• **CONSIGNES**
1 > Reproduisez mot pour mot le passage du texte source allant de « Depuis la fin » à « disposition des enfants. ».
2 > D'après le texte source, depuis quand la radio française adapte-t-elle certaines histoires de Tintin ?

• **TEXTE SOURCE**
■ ■ ■ ■ ■

Depuis la fin des années cinquante, la radio française a eu à cœur d’adapter certaines histoires de Tintin par exemple (voir le site de l’INA), et de grands éditeurs tels que Gallimard ou Frémeaux et Associés ont fait un travail d’envergure pour proposer des adaptations sonores de livres pour la jeunesse. Dans le cas de Gallimard, il s’agit de lectures de romans (Michel Tournier, Michael Morpurgo, Roald Dahl, etc.) ; chez Frémeaux, on s’attache à la mise en sons ambitieuse de textes tels que Le Tour du Monde en 80 jours, Les Misérables, et bien d’autres appartenant au patrimoine littéraire. Il n’est donc pas très exact de dire, comme le font les créateurs des Trois Petits Points, que le concept allemand de Hörspiel, ou pièce radiophonique, est absent des productions que les éditeurs français mettent à la disposition des enfants.

■ ■ ■ ■ ■

• **DONNÉES FOURNIES**
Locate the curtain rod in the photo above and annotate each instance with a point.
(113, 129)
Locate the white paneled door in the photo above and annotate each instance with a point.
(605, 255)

■ ■ ■ ■ ■

• **RÉPONSES**
1 >
Depuis la fin des années cinquante, la radio française a eu à cœur d’adapter certaines histoires de Tintin par exemple (voir le site de l’INA), et de grands éditeurs tels que Gallimard ou Frémeaux et Associés ont fait un travail d’envergure pour proposer des adaptations sonores de livres pour la jeunesse. Dans le cas de Gallimard, il s’agit de lectures de romans (Michel Tournier, Michael Morpurgo, Roald Dahl, etc.) ; chez Frémeaux, on s’attache à la mise en sons ambitieuse de textes tels que Le Tour du Monde en 80 jours, Les Misérables, et bien d’autres appartenant au patrimoine littéraire. Il n’est donc pas très exact de dire, comme le font les créateurs des Trois Petits Points, que le concept allemand de Hörspiel, ou pièce radiophonique, est absent des productions que les éditeurs français mettent à la disposition des enfants.

2 > Depuis la fin des années cinquante.